>> Begin Given information

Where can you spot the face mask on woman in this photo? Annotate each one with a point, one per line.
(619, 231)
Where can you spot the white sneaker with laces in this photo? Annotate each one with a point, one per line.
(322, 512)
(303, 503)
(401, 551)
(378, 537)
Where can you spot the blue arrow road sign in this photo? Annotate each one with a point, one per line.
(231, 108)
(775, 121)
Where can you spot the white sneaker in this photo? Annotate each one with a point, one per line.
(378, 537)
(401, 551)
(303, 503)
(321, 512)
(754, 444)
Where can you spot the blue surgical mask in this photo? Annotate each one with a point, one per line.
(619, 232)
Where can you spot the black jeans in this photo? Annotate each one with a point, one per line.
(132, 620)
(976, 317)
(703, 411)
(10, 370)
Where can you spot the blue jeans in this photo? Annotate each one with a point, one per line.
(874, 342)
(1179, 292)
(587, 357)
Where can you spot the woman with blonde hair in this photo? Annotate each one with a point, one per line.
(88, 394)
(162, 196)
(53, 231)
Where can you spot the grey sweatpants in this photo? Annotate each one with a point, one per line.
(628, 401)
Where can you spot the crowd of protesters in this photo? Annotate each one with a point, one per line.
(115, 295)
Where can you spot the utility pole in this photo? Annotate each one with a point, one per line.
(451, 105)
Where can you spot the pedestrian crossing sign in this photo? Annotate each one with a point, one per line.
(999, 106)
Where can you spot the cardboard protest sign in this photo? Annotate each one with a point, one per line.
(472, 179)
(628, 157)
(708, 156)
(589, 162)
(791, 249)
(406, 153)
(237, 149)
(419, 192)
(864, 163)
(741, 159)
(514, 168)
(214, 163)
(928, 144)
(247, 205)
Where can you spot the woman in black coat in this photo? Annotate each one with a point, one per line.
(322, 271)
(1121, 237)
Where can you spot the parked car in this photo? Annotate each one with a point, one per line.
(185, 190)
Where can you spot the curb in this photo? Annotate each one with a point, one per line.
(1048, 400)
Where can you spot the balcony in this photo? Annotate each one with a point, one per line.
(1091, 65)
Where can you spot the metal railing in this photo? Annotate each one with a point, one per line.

>> End Given information

Given request: Every line above should be written out again exactly as it stands.

Written solution:
Where can you spot the face mask on woman in this photo? Annotate each one with a point, one per line.
(619, 231)
Where can you spot the white sneaker with laces in this photo? Annotate each one with a point, one per line.
(322, 512)
(303, 503)
(401, 551)
(378, 537)
Where can you spot the blue arrow road sign in this photo? Annotate each one with a point, one per line.
(231, 108)
(775, 121)
Where can you spot the white sneaker in this photo? Annotate each one with a point, one per line.
(378, 537)
(401, 551)
(303, 503)
(321, 512)
(754, 444)
Where can you spot the blue surgical mask in this photo? Annotate each one with a point, one per line.
(619, 232)
Where can you spot the black jeans in this photo? Annotate each one with a point, one per line.
(132, 620)
(976, 317)
(703, 411)
(10, 370)
Where can you spot the blue jeans in this photo? Annotate each one with a point, one per line.
(874, 342)
(1179, 292)
(587, 357)
Where can you spot the woman with blonde hair in this photo? Annotate each one with a point, one per line.
(88, 394)
(162, 196)
(53, 231)
Where can you spot the grey sweatpants in this photo? Annotate each one with a point, one per line.
(628, 401)
Where can you spot the crowd of protesters in this photo? Annotate each one with a point, one per line.
(115, 295)
Where can you spot the utility pole in this photo? Annotate each one with a point, one per line.
(451, 105)
Where can you spot the pedestrian crossing sign in this photo? Annotate each one with a point, one per line.
(999, 106)
Where can you spot the cardboard protest sign in this photo? Annotate each one with a point, one per line.
(472, 179)
(628, 157)
(708, 156)
(589, 162)
(791, 249)
(406, 153)
(237, 149)
(419, 192)
(864, 163)
(741, 159)
(514, 168)
(214, 163)
(928, 144)
(247, 205)
Where can you spot the woman in black coat in this photo? Annotate each one with a point, one per line.
(322, 271)
(1121, 237)
Where can you spot the parked car in this photo? Annotate each one with a point, one per line.
(185, 190)
Where can you spot the curb in this photo? Annotate each one with a point, one per line.
(1048, 400)
Where can you spot the balcony in this photo? Annotate each one with a point, one per line.
(1091, 65)
Where can you spot the metal railing in this photo? Annotate each one with a point, one per line.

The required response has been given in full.